(TEXT FOR ANALYSIS begins)

Sex can be foiled at the drop of hat. What I mean by this is that it is incredibly easy for one to have to end intercourse due to unforeseen circumstance. Most of the time this is incredibly irritating for all parties involved; however, sometimes the situation has hilarious consequences, which are only realised in retrospect.
One such situation arose on our four-month anniversary. I know it’s not a real anniversary (missing the vital ‘annual’ component) but we celebrate these little milestones anyway as they give us a sense of accomplishment. Plus it’s an excuse to have wild, dress up sex, eat in a nice restaurant and ultimately get smashed. We did in fact have dinner reservations on this particular pseudo-centennial, and I did ask Marianna to put on some sexy and imaginative underwear before we underwent a serious fucking session. Once things had gotten started and we were deep in the throws of passion, Marianna’s phone started ringing. Often we are faced with this predicament and nine times out of ten the phone is ignored. This being a fairly normal procedure, we continued unperturbed by the jangling little polyphonic ringtone. When the phone rang relentlessly over and over again though, Marianna started to get a little annoyed and our wonderful we’ve-been-doing-this-for-four- months sex was halted abruptly when she eventually answered the phone and mouthed to me, “It’s my mum”. Blinded by my own lust I decided to ignore the fact that it was the mother of the girl I was fucking on the other end of the phone, and maintained a gentle rocking, causing her to words to falter. This was quickly ended though when Marianna jumped off of me uttering the words “I’ll be there in a minute” - the last thing I wanted to hear at that moment in time.
It turned out that her grandmother, who lives a stones throw from Marianna’s house, had fallen in the bath. At the time this was a rather worrying prospect. The old bird is pretty ancient to say the least and the thought of a poor, elderly woman struggling to pull herself from a rapidly cooling tub of water tugged at my heartstrings. Even though I was desperate to…well…cum, to be honest. And so we reluctantly threw our clothes on and walked the hundred yards or so up to her house where we were greeted by an array of family members and emergency – service workers. There was already a carer, Marianna’s brother, an ambulance parked outside, two medics helping her out of the bath and a disgruntled looking social worker. I must say that our presence felt a little unneeded even though Marianna’s mum had insisted that she come to make sure everything was ok. We were still immersed in a kind of sexual haze and her brother was the first to confront us, probing on why we had taken so long to get here. I’ll admit I found this quite funny - there’s something a bit sleazy about my personality and the thought that her brother had no idea I was busy fucking his sister while this family emergency erupted made me chuckle to myself a little. Ain’t I evil?

(TEXT FOR ANALYSIS ends)
(SUPPLIED MATERIAL begins)

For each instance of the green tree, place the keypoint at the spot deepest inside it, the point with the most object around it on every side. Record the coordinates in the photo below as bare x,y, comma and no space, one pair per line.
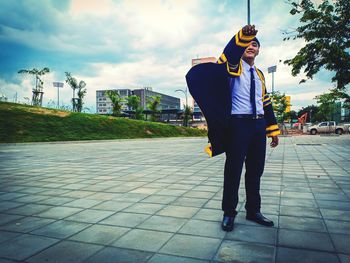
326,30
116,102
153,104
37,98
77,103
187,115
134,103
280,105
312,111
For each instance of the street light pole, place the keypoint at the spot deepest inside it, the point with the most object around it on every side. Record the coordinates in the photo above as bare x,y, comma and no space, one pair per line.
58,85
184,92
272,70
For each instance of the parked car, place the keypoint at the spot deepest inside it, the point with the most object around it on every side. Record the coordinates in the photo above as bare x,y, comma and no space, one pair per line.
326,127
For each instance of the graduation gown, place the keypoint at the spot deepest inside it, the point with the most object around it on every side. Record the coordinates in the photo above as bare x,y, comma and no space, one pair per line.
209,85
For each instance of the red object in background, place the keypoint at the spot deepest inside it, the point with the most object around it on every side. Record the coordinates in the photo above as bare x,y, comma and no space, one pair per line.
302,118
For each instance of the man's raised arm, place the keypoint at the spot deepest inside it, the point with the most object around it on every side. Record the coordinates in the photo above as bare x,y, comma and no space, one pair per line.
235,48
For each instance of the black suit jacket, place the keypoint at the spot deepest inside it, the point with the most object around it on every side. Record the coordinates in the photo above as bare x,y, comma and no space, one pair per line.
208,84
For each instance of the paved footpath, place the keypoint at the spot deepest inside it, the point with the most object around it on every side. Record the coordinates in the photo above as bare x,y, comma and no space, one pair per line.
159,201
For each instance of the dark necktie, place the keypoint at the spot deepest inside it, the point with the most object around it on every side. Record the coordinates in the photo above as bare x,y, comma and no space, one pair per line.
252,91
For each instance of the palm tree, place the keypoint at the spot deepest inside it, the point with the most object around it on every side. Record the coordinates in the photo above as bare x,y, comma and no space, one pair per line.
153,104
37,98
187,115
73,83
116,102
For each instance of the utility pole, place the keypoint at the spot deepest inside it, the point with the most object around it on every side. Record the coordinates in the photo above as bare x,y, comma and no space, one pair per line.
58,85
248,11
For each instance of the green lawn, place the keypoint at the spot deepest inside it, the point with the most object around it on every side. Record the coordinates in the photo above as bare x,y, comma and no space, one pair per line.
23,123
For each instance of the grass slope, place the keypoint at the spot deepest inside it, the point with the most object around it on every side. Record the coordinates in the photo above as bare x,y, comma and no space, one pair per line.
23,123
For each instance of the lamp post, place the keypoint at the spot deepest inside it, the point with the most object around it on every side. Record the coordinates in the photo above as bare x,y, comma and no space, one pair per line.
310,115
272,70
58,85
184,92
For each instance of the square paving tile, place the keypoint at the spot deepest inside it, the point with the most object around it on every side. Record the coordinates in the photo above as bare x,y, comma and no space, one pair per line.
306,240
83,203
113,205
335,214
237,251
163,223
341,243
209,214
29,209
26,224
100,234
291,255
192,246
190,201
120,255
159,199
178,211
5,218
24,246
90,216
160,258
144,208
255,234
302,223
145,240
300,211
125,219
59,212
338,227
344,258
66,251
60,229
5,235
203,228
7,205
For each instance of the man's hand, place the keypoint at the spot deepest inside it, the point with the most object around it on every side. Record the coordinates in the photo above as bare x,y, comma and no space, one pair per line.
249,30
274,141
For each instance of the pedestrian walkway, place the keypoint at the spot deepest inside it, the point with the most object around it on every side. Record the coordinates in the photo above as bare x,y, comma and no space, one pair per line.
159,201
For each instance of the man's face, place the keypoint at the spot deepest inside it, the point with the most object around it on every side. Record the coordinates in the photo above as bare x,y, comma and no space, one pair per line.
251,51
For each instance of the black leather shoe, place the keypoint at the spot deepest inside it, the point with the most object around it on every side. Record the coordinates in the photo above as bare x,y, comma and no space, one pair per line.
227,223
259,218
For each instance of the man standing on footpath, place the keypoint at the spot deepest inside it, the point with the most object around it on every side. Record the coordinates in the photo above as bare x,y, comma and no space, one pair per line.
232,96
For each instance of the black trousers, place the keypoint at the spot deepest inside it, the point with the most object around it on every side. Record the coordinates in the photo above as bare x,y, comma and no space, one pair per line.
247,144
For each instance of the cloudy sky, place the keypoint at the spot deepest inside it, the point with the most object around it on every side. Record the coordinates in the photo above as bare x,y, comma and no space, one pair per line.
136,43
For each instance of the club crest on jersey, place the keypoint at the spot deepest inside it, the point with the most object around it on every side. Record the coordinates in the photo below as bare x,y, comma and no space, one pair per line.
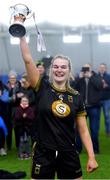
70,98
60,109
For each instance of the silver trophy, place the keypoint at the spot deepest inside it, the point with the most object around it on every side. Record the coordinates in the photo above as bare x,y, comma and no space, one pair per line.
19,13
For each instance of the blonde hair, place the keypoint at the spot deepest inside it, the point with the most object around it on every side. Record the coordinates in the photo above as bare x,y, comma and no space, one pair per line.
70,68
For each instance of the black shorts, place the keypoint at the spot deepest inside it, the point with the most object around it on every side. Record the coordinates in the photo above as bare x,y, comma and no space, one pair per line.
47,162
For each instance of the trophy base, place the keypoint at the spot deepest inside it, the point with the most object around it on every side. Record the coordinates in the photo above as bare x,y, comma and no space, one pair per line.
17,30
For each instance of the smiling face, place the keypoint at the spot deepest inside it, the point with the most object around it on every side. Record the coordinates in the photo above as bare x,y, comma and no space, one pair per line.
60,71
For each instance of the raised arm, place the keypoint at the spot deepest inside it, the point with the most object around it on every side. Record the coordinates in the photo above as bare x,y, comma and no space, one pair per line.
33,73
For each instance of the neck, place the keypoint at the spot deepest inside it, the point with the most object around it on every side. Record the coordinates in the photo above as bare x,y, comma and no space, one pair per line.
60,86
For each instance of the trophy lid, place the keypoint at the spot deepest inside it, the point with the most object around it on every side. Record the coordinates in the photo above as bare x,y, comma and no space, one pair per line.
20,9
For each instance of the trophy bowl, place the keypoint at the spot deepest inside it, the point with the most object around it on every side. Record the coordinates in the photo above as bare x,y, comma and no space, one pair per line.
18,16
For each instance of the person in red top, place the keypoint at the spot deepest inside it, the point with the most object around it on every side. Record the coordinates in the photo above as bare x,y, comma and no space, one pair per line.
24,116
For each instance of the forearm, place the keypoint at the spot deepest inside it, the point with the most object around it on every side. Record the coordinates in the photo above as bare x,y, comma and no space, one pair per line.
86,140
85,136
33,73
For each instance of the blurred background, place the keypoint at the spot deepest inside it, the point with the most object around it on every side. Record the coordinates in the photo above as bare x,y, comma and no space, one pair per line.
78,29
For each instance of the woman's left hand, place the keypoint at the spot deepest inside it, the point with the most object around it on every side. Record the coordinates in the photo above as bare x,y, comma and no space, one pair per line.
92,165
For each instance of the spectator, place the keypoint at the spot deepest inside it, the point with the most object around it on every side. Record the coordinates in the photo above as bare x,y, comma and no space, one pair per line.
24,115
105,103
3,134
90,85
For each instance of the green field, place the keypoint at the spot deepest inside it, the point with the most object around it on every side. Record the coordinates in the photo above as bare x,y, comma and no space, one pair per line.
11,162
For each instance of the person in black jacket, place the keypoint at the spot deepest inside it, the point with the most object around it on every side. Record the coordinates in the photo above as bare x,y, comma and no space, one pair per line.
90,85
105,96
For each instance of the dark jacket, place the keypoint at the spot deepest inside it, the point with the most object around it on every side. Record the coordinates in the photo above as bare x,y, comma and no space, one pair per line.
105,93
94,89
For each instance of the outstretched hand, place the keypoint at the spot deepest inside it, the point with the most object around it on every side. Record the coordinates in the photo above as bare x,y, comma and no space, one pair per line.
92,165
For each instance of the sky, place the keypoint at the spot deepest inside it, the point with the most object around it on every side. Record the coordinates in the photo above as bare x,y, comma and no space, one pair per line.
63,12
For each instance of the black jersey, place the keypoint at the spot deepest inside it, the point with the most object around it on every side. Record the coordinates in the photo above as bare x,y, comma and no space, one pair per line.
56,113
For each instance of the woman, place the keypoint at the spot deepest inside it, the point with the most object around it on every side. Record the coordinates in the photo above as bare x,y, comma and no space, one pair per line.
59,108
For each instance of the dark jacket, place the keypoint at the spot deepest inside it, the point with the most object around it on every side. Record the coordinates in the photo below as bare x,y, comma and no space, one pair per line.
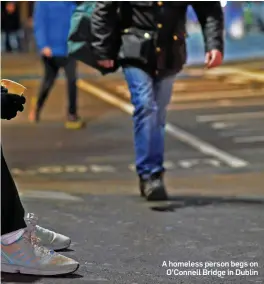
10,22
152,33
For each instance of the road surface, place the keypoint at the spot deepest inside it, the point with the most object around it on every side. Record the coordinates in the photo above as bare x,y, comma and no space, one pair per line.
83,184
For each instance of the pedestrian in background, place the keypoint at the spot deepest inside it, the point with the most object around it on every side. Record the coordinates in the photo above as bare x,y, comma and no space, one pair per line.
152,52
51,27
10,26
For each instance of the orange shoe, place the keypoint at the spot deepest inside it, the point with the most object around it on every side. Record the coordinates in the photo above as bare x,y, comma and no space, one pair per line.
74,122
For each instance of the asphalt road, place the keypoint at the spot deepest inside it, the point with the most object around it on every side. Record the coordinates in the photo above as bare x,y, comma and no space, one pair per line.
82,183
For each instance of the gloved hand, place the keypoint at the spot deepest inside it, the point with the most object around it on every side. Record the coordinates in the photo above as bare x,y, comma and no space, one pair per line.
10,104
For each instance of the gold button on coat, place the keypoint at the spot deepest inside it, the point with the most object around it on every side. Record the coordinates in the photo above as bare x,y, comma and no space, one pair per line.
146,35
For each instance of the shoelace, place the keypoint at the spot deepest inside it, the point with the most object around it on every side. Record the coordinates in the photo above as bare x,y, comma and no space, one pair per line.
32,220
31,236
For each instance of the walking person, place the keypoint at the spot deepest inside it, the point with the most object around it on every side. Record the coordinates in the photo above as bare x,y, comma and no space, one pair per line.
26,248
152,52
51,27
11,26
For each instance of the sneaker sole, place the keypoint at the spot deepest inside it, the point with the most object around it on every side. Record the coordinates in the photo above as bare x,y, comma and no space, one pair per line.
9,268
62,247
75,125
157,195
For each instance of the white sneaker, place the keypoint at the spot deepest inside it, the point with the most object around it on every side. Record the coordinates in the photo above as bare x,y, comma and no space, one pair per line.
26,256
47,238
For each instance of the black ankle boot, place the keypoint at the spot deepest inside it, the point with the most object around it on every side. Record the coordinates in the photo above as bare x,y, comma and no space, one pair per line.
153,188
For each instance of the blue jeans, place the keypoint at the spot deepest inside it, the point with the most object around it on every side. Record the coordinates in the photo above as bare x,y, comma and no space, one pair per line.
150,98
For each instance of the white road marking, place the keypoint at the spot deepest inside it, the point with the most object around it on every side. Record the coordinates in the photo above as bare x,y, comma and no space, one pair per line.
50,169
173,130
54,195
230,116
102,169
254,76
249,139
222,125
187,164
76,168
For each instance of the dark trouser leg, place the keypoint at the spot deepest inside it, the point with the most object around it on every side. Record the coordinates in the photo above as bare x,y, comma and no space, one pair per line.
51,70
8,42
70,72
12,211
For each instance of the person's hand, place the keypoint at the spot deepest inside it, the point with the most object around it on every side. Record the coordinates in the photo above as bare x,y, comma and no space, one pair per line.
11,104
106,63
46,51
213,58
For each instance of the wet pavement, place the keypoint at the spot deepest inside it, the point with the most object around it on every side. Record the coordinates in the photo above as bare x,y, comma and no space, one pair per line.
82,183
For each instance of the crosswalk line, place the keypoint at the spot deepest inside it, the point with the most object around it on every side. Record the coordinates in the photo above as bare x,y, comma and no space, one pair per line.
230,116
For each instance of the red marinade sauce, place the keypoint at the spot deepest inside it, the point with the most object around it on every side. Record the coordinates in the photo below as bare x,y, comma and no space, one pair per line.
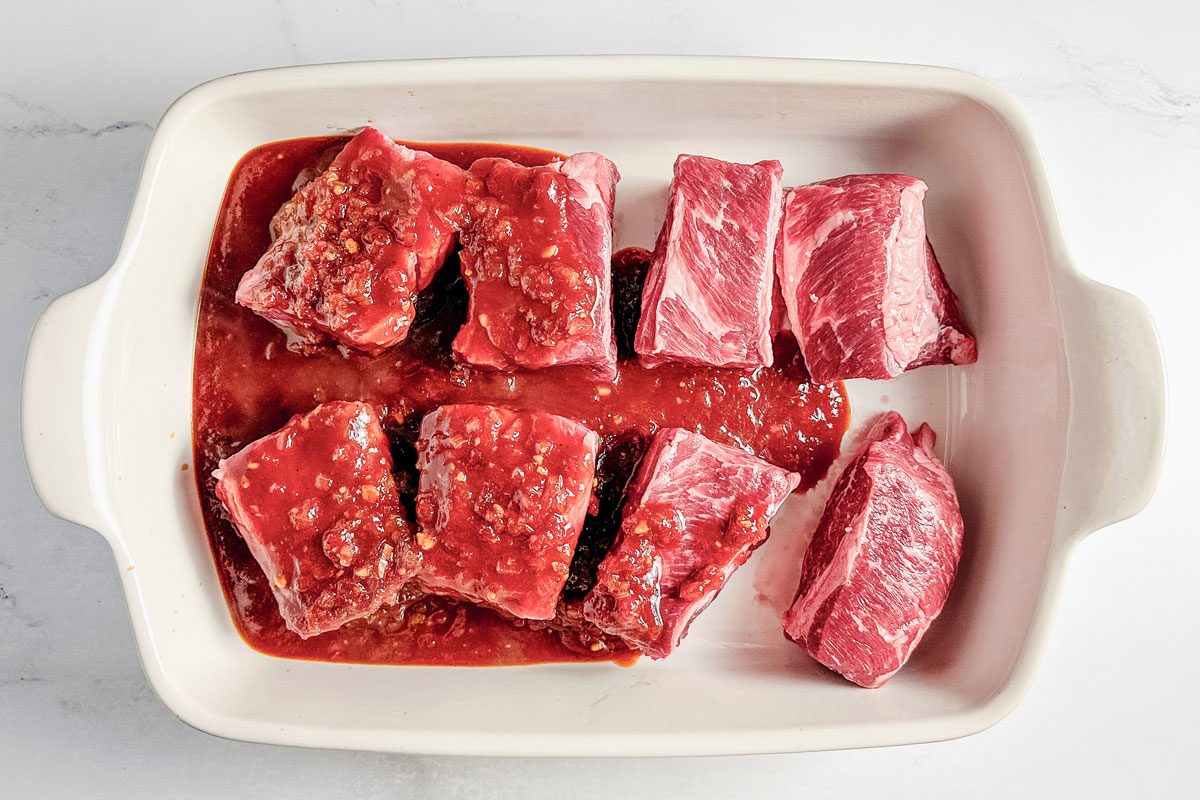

(SUPPLIED MATERIAL ends)

● **WORK INSTRUCTION 1**:
Answer these questions about the anniversary story, one line each:
(a) Which anniversary were the couple celebrating?
(b) Who was on the other end of the phone call Marianna answered?
(c) About how far did the couple walk to reach the grandmother's house?
● **WORK INSTRUCTION 2**: In the anniversary story, swap "irritating" for "frustrating" and write out the part that begins at the words "Sex can be foiled" and stops after "realised in retrospect.".

● **OUTPUT 1**:
(a) Their four-month anniversary.
(b) Marianna's mum.
(c) A hundred yards or so.

● **OUTPUT 2**:
Sex can be foiled at the drop of hat. What I mean by this is that it is incredibly easy for one to have to end intercourse due to unforeseen circumstance. Most of the time this is incredibly frustrating for all parties involved; however, sometimes the situation has hilarious consequences, which are only realised in retrospect.